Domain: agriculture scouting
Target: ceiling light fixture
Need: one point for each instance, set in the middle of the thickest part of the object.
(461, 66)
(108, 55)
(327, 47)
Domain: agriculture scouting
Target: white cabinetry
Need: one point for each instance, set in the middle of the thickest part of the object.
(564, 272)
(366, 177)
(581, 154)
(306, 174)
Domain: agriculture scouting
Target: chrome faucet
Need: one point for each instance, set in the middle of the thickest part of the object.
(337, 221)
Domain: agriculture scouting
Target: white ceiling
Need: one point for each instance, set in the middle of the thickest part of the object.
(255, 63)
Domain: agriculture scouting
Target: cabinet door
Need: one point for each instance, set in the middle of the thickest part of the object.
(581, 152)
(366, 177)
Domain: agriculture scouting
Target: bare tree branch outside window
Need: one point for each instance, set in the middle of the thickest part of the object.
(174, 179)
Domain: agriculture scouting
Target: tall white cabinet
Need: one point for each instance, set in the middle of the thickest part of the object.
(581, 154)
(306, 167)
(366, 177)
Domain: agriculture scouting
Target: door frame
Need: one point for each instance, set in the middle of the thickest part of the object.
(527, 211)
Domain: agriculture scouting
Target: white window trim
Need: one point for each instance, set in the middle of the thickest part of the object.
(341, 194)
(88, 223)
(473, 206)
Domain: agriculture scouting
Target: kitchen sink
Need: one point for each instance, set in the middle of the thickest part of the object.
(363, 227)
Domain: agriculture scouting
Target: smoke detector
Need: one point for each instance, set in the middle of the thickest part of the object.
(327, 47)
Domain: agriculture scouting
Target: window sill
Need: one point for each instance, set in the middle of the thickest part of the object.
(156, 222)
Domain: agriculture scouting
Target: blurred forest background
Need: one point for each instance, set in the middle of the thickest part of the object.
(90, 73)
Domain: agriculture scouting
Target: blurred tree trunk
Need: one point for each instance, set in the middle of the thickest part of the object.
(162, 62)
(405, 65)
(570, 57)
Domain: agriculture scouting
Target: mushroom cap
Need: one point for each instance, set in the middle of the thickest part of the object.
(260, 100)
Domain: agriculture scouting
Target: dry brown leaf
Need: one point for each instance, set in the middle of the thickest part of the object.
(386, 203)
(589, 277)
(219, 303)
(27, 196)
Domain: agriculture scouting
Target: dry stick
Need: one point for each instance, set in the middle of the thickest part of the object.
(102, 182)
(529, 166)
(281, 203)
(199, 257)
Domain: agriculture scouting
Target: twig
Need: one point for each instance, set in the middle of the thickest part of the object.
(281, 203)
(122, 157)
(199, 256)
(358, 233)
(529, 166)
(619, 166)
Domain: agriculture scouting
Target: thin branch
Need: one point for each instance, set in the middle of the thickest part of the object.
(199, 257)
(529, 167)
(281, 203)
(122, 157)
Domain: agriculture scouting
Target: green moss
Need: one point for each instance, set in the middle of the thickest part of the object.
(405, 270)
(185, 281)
......
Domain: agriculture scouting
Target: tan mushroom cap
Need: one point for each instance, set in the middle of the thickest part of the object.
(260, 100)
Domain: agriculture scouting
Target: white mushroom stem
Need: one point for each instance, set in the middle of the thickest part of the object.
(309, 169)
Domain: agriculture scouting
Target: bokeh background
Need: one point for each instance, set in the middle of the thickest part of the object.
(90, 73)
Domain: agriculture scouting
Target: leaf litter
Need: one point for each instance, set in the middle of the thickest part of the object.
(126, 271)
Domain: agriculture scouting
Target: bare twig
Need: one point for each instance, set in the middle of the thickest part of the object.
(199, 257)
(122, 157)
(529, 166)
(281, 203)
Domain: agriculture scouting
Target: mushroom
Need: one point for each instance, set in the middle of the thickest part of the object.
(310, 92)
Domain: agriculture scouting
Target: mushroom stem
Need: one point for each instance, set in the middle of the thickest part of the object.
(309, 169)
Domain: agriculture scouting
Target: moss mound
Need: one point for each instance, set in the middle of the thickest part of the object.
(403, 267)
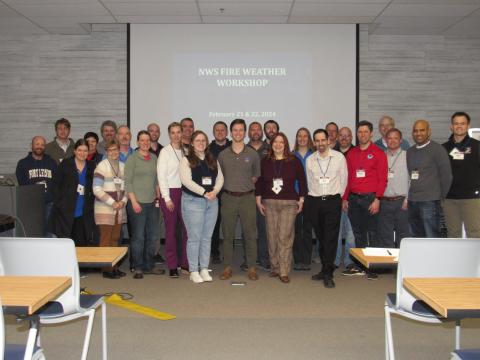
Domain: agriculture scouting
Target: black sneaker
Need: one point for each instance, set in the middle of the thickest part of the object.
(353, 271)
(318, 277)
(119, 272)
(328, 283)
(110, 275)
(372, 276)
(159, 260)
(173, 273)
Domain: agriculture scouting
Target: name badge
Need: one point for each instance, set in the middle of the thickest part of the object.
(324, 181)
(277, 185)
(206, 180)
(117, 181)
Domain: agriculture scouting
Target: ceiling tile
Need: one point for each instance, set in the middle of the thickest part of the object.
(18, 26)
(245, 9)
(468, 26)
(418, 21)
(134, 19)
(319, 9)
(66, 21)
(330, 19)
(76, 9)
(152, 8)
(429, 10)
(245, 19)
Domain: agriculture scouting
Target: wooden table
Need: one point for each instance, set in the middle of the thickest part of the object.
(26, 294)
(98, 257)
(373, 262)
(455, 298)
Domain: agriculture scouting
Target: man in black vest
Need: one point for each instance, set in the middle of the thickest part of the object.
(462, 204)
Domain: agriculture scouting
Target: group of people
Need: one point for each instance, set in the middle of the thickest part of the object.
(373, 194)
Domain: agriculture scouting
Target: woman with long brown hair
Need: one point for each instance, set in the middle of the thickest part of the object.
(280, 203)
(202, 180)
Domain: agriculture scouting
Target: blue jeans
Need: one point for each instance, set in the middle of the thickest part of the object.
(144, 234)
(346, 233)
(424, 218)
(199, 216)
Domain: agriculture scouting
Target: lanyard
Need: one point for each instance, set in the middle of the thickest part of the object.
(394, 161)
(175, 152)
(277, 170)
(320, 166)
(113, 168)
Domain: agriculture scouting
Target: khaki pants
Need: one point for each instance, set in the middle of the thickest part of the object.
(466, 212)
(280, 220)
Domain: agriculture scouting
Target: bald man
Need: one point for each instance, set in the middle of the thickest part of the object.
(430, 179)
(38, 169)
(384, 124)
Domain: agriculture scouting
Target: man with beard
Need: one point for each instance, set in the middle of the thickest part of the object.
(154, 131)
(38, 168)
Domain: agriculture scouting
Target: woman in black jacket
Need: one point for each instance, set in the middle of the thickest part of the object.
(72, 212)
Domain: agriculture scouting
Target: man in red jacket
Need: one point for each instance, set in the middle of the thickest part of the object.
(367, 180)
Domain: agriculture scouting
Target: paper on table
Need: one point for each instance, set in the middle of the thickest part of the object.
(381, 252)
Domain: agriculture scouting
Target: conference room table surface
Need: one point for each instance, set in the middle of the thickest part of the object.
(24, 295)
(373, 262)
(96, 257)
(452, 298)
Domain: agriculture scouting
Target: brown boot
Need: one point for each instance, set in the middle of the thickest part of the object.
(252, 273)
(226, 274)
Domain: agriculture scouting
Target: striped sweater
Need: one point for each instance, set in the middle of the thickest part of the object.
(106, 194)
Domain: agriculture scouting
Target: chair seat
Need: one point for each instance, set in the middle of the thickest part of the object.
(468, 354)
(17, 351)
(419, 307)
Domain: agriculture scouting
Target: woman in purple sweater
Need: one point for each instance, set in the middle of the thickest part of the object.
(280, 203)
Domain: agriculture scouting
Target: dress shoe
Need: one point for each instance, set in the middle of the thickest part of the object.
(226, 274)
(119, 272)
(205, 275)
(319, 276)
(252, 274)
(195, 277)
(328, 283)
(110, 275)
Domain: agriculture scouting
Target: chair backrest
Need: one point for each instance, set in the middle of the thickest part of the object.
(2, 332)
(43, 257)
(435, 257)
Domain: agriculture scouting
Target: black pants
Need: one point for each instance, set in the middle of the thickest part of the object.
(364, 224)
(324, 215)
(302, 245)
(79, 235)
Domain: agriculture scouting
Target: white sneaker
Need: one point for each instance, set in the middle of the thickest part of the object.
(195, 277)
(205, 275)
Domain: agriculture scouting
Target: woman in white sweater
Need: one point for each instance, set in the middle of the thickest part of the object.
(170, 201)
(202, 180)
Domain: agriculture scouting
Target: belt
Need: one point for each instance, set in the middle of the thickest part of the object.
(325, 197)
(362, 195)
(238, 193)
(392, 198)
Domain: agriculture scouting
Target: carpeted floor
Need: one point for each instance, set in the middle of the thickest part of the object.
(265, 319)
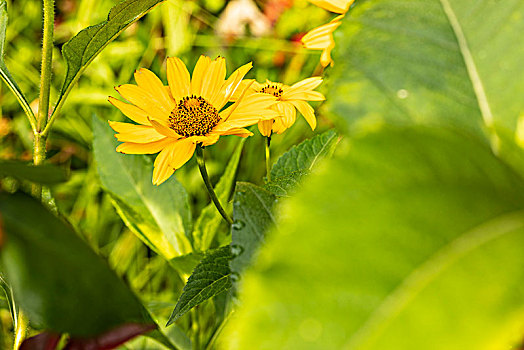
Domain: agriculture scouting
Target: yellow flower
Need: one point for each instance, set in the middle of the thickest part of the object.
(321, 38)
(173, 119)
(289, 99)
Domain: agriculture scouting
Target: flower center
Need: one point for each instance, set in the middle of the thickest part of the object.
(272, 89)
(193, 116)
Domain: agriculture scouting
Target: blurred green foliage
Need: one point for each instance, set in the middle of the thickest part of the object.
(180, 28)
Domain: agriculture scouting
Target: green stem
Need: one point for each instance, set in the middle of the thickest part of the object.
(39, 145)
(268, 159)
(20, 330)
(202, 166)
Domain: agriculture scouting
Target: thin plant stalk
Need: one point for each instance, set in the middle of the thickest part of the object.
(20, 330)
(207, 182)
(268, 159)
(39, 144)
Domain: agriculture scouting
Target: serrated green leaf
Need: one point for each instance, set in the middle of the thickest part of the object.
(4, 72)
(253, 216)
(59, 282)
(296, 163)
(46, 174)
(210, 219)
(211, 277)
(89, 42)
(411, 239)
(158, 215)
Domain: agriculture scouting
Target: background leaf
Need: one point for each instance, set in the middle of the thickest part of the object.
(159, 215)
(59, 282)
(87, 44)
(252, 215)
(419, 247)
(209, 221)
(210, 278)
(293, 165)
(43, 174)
......
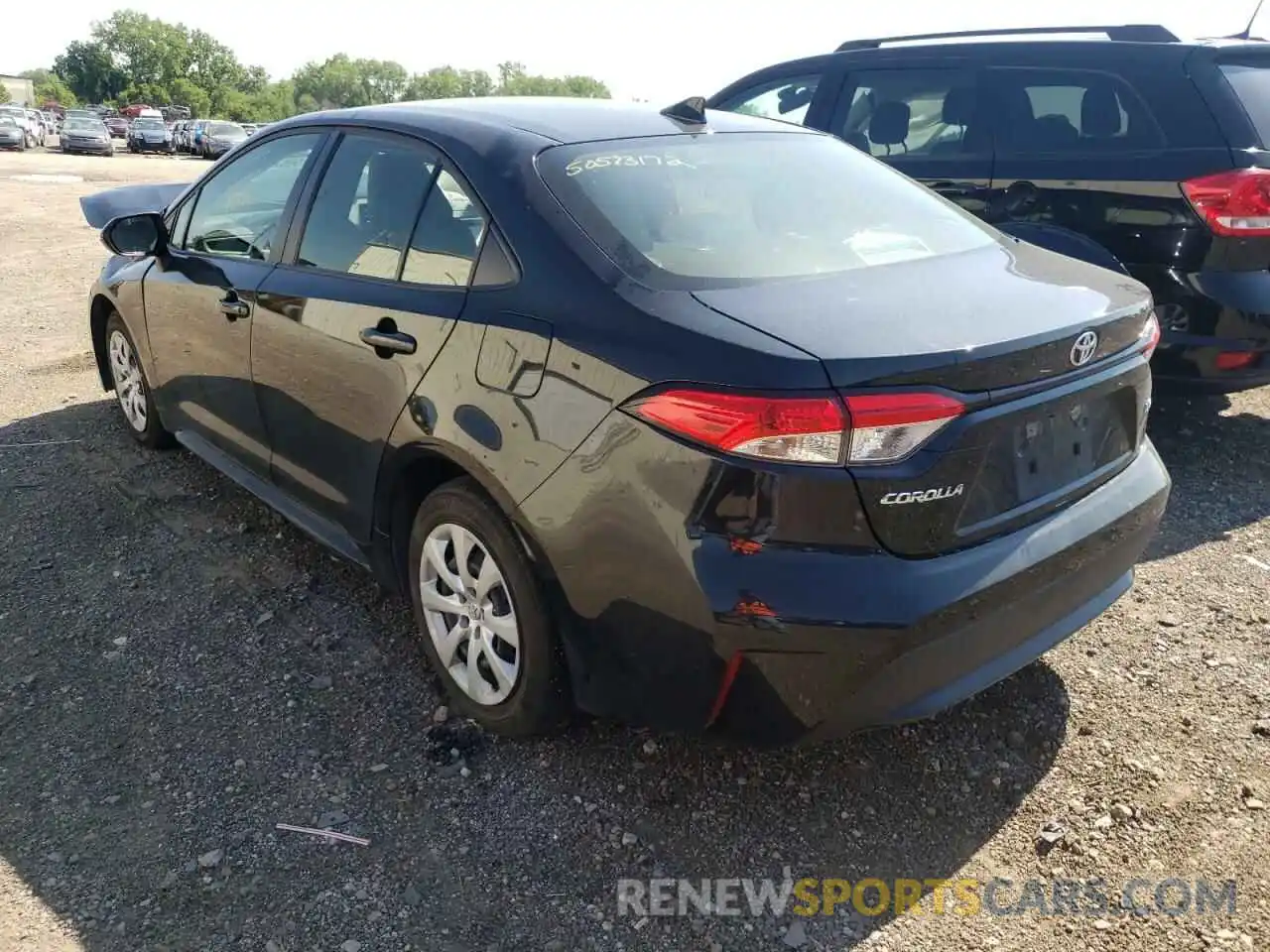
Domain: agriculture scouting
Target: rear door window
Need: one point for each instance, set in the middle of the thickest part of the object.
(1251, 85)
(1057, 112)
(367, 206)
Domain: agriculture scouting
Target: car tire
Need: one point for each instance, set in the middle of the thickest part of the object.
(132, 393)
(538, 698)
......
• [Problem description]: Collect every line of the records above that contains the string "ceiling" and copy each one in full. Matching is case-sensitive.

• [Complete answer]:
Target: ceiling light fixture
Target: white ceiling
Target: ceiling tile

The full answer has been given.